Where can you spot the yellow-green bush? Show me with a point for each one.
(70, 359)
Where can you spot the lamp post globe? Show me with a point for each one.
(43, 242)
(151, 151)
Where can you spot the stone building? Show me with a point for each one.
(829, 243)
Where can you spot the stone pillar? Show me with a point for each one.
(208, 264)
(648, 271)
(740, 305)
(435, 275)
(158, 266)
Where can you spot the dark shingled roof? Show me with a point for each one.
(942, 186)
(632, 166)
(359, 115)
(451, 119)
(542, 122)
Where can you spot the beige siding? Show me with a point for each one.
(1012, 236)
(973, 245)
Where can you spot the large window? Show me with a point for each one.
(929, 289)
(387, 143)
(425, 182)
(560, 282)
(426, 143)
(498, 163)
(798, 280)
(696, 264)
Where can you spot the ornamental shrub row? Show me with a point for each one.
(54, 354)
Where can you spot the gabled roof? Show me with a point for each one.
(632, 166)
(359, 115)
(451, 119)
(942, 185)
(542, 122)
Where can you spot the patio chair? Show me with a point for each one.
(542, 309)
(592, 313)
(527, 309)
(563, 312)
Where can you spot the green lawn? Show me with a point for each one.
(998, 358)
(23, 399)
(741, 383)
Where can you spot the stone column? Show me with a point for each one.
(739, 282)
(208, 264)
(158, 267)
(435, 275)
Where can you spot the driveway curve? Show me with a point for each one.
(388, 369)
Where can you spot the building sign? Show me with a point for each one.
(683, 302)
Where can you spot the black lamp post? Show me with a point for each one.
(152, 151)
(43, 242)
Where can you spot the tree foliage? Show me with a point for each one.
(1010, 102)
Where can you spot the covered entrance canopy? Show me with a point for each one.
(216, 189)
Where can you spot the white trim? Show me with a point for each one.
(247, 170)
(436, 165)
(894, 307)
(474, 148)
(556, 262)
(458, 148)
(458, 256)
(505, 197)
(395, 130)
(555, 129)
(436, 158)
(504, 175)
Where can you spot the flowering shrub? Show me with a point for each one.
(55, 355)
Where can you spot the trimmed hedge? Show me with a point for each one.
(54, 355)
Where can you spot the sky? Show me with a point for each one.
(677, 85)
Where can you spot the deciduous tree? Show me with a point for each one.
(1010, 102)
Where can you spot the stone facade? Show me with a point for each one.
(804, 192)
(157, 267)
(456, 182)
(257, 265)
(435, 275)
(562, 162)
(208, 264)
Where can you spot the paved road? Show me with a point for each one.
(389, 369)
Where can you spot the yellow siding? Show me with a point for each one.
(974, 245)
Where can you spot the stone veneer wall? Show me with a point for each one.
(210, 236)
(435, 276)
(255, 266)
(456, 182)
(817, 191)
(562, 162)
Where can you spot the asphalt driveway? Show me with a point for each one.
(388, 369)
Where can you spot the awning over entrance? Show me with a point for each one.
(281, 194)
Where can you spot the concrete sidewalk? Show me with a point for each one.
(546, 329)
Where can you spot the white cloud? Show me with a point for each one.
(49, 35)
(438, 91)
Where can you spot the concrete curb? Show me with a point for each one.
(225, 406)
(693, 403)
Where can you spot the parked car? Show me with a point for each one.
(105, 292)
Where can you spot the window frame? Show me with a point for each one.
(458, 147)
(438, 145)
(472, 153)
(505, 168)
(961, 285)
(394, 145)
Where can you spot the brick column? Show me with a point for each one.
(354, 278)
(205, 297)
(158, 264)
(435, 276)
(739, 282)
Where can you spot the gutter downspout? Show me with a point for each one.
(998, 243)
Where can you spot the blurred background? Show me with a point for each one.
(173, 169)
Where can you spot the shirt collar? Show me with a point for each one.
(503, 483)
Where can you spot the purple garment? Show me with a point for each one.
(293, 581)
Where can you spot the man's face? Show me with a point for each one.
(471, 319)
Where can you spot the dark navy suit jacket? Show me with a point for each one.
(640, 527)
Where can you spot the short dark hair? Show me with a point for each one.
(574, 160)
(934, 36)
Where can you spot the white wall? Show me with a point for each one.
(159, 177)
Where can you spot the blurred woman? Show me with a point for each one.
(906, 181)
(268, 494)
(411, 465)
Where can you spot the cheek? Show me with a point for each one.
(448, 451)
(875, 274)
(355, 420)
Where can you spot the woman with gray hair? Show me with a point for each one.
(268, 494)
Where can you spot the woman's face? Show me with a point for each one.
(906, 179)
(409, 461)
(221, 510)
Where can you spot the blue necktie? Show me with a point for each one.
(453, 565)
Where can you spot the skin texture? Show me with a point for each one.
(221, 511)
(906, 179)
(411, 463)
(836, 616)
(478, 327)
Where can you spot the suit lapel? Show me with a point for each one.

What is expected: Recast every item above as a numbered list, leaving out any blank lines.

Exercise answer:
1. Where can you spot the yellow-green bush? Show me with a point for each one.
2. (70, 359)
3. Where can you spot the lamp post globe? Show me with a point for each one.
4. (43, 242)
5. (151, 151)
6. Where can you spot the stone building? Show me with a point for each one.
7. (829, 243)
8. Where can you spot the stone pillar? Show me with a point for each one.
9. (208, 264)
10. (648, 271)
11. (740, 305)
12. (435, 275)
13. (158, 266)
14. Where can you spot the dark shingled roof? Show me with a point for each one.
15. (942, 186)
16. (632, 166)
17. (359, 115)
18. (451, 119)
19. (542, 122)
20. Where can you spot the beige siding? Show me with a point for each one.
21. (1012, 236)
22. (973, 245)
23. Where can you spot the large window? Show me with a point for each one.
24. (929, 289)
25. (387, 143)
26. (425, 182)
27. (560, 282)
28. (426, 143)
29. (498, 163)
30. (798, 280)
31. (696, 264)
32. Where can you spot the ornamental shrub row? Show me with a point for each one.
33. (54, 354)
34. Where can you spot the gabled roof? Show me with a point for each one.
35. (632, 166)
36. (359, 115)
37. (451, 119)
38. (942, 185)
39. (542, 122)
40. Where can you spot the patio chair? Show me with a point for each one.
41. (542, 309)
42. (592, 313)
43. (527, 309)
44. (563, 312)
45. Where can you spot the green lawn? Show me with a point for each one.
46. (998, 358)
47. (23, 399)
48. (741, 383)
49. Where can you spot the stone column? Show me with a point for each one.
50. (739, 282)
51. (208, 264)
52. (158, 267)
53. (435, 275)
54. Where can you spot the driveway curve? Show me with a point for each one.
55. (388, 369)
56. Where can you spot the building sign? Show me with a point for each one.
57. (683, 302)
58. Where can you spot the black lamp post? Show me with a point for each one.
59. (152, 151)
60. (43, 242)
61. Where can you spot the tree foliage? Show me with a point for each one.
62. (1010, 102)
63. Where can you spot the covered entrance canopy? Show me with a point for each one.
64. (216, 189)
65. Where can you spot the white trim? Show me with a point for each one.
66. (247, 170)
67. (436, 165)
68. (894, 307)
69. (474, 148)
70. (556, 262)
71. (458, 148)
72. (458, 256)
73. (505, 197)
74. (395, 130)
75. (555, 129)
76. (436, 158)
77. (504, 175)
78. Where can you spot the flowering shrub? Show me with a point for each one.
79. (55, 355)
80. Where can you spot the trimmed hedge? Show me with a point for each one.
81. (54, 355)
82. Where can you spot the sky? Show me with a point for each one.
83. (677, 85)
84. Where can you spot the deciduous tree? Show me with a point for each one.
85. (1010, 102)
86. Where can you spot the stone facade? Show me with a point for each one.
87. (804, 192)
88. (157, 267)
89. (456, 182)
90. (257, 265)
91. (435, 275)
92. (562, 162)
93. (208, 264)
94. Where can you spot the paved road? Show me with a point for each one.
95. (389, 369)
96. Where can you spot the yellow siding? Show me with a point for each one.
97. (974, 245)
98. Where can you spot the stone veneer wall? Show me with a point for each one.
99. (210, 236)
100. (435, 276)
101. (255, 266)
102. (456, 182)
103. (817, 191)
104. (562, 162)
105. Where can you spot the asphalt driveway? Show me with a point for each one.
106. (388, 369)
107. Where can you spot the awning over entrance? Show me with a point for each one.
108. (281, 194)
109. Where can you spot the concrete sidewalk? Show me with a point for each one.
110. (546, 329)
111. Where can you spot the white cloud? Show me with a point for each one.
112. (49, 35)
113. (438, 91)
114. Where can you spot the concrete curb? Show me with a point for each one.
115. (225, 406)
116. (693, 403)
117. Where can you spot the parked car? Show me with a point for each one.
118. (105, 292)
119. Where can you spot the window frame? Show me with a point for each one.
120. (458, 147)
121. (438, 145)
122. (472, 153)
123. (505, 168)
124. (961, 285)
125. (394, 145)
126. Where can you spot the brick column? Show me with a point for each one.
127. (354, 278)
128. (205, 297)
129. (158, 264)
130. (435, 276)
131. (739, 282)
132. Where can you spot the gutter downspout? Show me with a point for each one.
133. (998, 243)
134. Where can you spot the blurred background? Show me with a point for each one.
135. (173, 169)
136. Where can you spot the shirt collar? Show me with a point for each one.
137. (503, 483)
138. Where can you spot the purple garment? Show me with a point for each one.
139. (293, 581)
140. Where can you spot the man's face? Show me with a point for each one.
141. (471, 319)
142. Where can you spot the dark navy suit jacket? Show me with a point for each one.
143. (640, 527)
144. Where can you spot the short dark hair? Show me with a point for each one.
145. (574, 160)
146. (934, 36)
147. Where can you spot the white wall? Show me with a point for each one.
148. (159, 177)
149. Where can you spot the blurred woman? Show me with a point for each one.
150. (906, 181)
151. (268, 494)
152. (411, 465)
153. Where can you spot the cheek? Show me with a point for each one.
154. (448, 451)
155. (875, 274)
156. (355, 420)
157. Where can you spot the woman with gray hair? Show me with a point for each one.
158. (268, 494)
159. Where can you spot the woman's face? Show me with a point for each one.
160. (906, 179)
161. (409, 461)
162. (221, 510)
163. Where can you spot the blue necktie? Show me with a point for each one.
164. (453, 565)
165. Where can you spot the skin texture? Show me with a point for each one.
166. (221, 511)
167. (906, 179)
168. (411, 463)
169. (836, 616)
170. (478, 327)
171. Where can you spot the suit lapel? Show me with a point for each one.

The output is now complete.